• _Directions_
a - Answer these from the text about the LVN:
(i) How long had she held her position at the correctional facility at the time of the initial incident?
(ii) On or about what date did the incident take place?
(iii) What instructions was the patient given when released back to his cell?
b - Sum up the text about the LVN in two sentences.

• _Extracted text_
★ ★ ★

At the time of the initial incident, she was employed as an LVN at a correctional facility in Temple, Texas, and had been in that position for two (2) years and three (3) months.

On or about November 9, 2020, while employed as an LVN at a correctional facility in Temple, Texas, LVN failed to notify a physician after receiving an elevated blood sugar reading for a patient and released the patient back to his cell with instructions to contact the emergency department if his symptoms did not improve instead of ensuring the patient’s blood sugar was stable and/or obtaining orders for additional interventions. LVN’s conduct created a substantial risk of harm for the patient due to potential adverse complications of untreated fluctuations in blood glucose.

★ ★ ★

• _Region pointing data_
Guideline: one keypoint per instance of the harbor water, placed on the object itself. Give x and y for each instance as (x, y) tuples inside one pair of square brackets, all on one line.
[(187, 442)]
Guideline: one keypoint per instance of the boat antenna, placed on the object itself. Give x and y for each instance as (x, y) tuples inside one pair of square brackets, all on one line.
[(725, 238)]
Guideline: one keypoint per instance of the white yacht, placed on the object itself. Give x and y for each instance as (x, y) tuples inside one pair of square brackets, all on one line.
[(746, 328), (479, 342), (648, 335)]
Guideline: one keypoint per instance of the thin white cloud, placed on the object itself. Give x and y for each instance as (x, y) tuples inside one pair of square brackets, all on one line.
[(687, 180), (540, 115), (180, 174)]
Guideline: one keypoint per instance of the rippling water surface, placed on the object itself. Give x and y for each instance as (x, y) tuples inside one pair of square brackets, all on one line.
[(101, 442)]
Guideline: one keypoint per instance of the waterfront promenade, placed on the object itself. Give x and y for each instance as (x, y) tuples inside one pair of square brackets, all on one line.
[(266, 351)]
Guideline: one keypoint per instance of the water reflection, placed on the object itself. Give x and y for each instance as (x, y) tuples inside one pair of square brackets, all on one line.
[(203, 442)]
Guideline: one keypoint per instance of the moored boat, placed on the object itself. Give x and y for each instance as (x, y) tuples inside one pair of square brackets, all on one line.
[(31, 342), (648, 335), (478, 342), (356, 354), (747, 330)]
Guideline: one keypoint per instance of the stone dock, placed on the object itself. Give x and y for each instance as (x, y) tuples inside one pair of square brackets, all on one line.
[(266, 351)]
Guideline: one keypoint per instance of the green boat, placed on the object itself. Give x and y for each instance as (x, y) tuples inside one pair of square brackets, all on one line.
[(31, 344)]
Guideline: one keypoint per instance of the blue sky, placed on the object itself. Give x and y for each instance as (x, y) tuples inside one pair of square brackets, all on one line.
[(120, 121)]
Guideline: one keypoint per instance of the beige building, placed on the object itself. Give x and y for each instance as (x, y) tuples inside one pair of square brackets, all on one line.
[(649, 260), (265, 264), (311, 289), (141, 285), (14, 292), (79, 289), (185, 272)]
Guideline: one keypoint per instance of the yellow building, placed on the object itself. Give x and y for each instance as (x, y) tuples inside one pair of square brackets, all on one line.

★ ★ ★

• _Task answers_
a -
(i) Two years and three months.
(ii) On or about November 9, 2020.
(iii) To contact the emergency department if his symptoms did not improve.

b - While working as an LVN at a correctional facility in Temple, Texas, where she had been for two years and three months, she failed on or about November 9, 2020, to notify a physician about a patient's elevated blood sugar reading and sent him back to his cell with instructions to contact the emergency department if his symptoms did not improve. Because she did not make sure his blood sugar was stable or get orders for further care, her conduct put the patient at substantial risk of harm from untreated swings in blood glucose.